___ ФРАГМЕНТ ТЕКСТА ___
«Наступают опасные времена»«Наступают опасные времена»«Наступают опасные времена»
Пряма мова

«Наступают опасные времена»

Хасіб Ахмед
«Наступают опасные времена»
«Мне нравится в Ленине как раз то, что он был совершенно не ортодоксален и стремился всегда переосмысливать ситуацию. Он не был приверженцем какой-либо догмы – и, в то же время, он не боялся действовать. Многие современные левые втайне довольны своей ролью оппозиции и боятся вмешиваться в ход событий»

05.01.2012

LIVA.com.ua публикует заключительную часть интервью Славоя Жижека американскому академическому марксистскому журналу «Утконос 1917» – где говорится об опыте Тахрира, о будущем «мировом правительстве» и геттоизации планеты, об антивоенном движении, Уго Чавесе, Нельсоне Манделе, и анализируется большевистский политический опыт, связанный с именами Ленина, Сталина и Троцкого.

Первая часть интервью: «Мой лозунг: «никакого диалога с врагом!»

– Несколько лет назад, во время нарастания массового движения против войны в Ираке, левые часто сравнивали его с движением против войны во Вьетнаме. Насколько, по вашему мнению, современная ситуация отличается от той, что была в 1960-х годах? И насколько с тех пор изменились левые?

– Тут я во многом согласен с Постоном. При столь массовых антивоенных протестах не было предпринято никакой попытки установить связь с левыми в Ираке. Антивоенное движение ограничилось лишь лозунгом: «этого не должно случиться». Но, например, в первом иракском правительстве, возникшем под американской оккупацией, присутствовала Иракская коммунистическая партия (В 1979-2003 годах ИКП находилась на нелегальном положении. На парламентских выборах в декабре 2005 года коммунисты вошли в состав Иракского национального списка, получившего 8% голосов избирателей и 25 мест в парламенте – прим.ред.). В отсутствии попыток наладить с ними связь, по-моему, заключается ограниченность антивоенных протестов – их участники полностью пренебрегли контактами с иракскими левыми. В движении господствовал некий стандартный нарратив – иракский народ должен освободить сам себя, без американской оккупации. Но иракский народ столкнулся при этом с той же проблемой и зашел в тупик. На чью сторону следует встать при атаках на «Зеленую зону»? (усиленно охраняемая часть центральных кварталов Багдада, где находятся командные структуры оккупационных сил, офисы транснациональных корпораций, посольства и частные квартиры представителей местных политических элит – прим. ред.), Я, допустим, не готов, в отличие от многих, поддержать всех, кто противостоял американской оккупации. Не думаю, что стоит поддерживать радикальных исламистов.

И в этом отношении для меня важнейшее историческое значение имеют протесты, начавшиеся на площади Тахрир. Склонные к расизму западные левые зачастую полагали, что мобилизовать глупых арабов можно лишь с помощью антисемитизма, религиозного фундаментализма или национализма. А в данном случае, на площади Тахрир начались светские демократические протесты – не антисемитские, не исламско-фундаменталистские или националистические. Их не смогли обманом перевести на рельсы антисемитизма. Протесты не были привязаны к Израилю – протестующие на площади Тахрир боролись за свободу для всех нас. Режим Мубарака постоянно твердил: сионизм и евреи – наши враги. Но настоящим-то врагом являются египетские военные. В-общем, в этом и заключается историческое значение протестов на Тахрире.
___ ПРЕДОСТАВЛЕННЫЕ ЗАПИСИ ___
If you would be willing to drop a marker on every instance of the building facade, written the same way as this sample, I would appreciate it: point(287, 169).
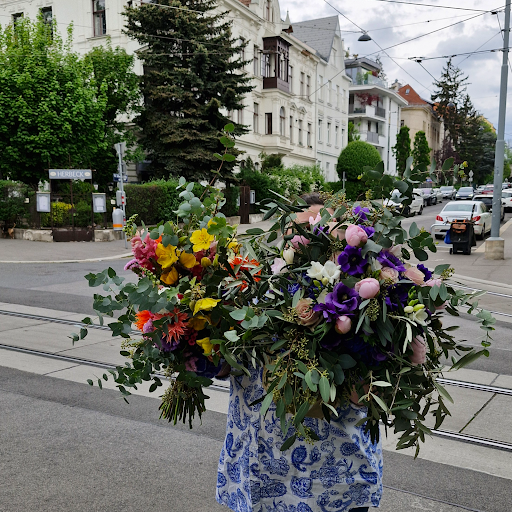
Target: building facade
___
___ ПРЕДОСТАВЛЕННЫЕ ЗАПИСИ ___
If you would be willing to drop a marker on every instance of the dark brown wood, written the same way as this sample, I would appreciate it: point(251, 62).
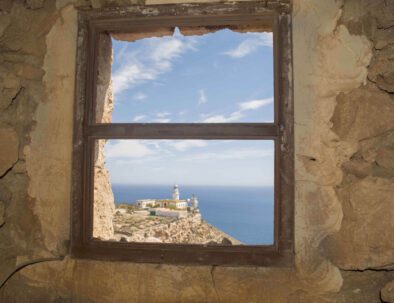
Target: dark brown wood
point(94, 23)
___
Перепишите фрагмент интервью начиная со слов «LIVA.com.ua публикует заключительную» вплоть до слов «пор изменились левые?» включительно, всюду заменив «Ираке» на «Афганистане». Опирайтесь только на фрагмент интервью.

# РЕШЕНИЕ ЗАДАНИЯ
LIVA.com.ua публикует заключительную часть интервью Славоя Жижека американскому академическому марксистскому журналу «Утконос 1917» – где говорится об опыте Тахрира, о будущем «мировом правительстве» и геттоизации планеты, об антивоенном движении, Уго Чавесе, Нельсоне Манделе, и анализируется большевистский политический опыт, связанный с именами Ленина, Сталина и Троцкого.

Первая часть интервью: «Мой лозунг: «никакого диалога с врагом!»

– Несколько лет назад, во время нарастания массового движения против войны в Афганистане, левые часто сравнивали его с движением против войны во Вьетнаме. Насколько, по вашему мнению, современная ситуация отличается от той, что была в 1960-х годах? И насколько с тех пор изменились левые?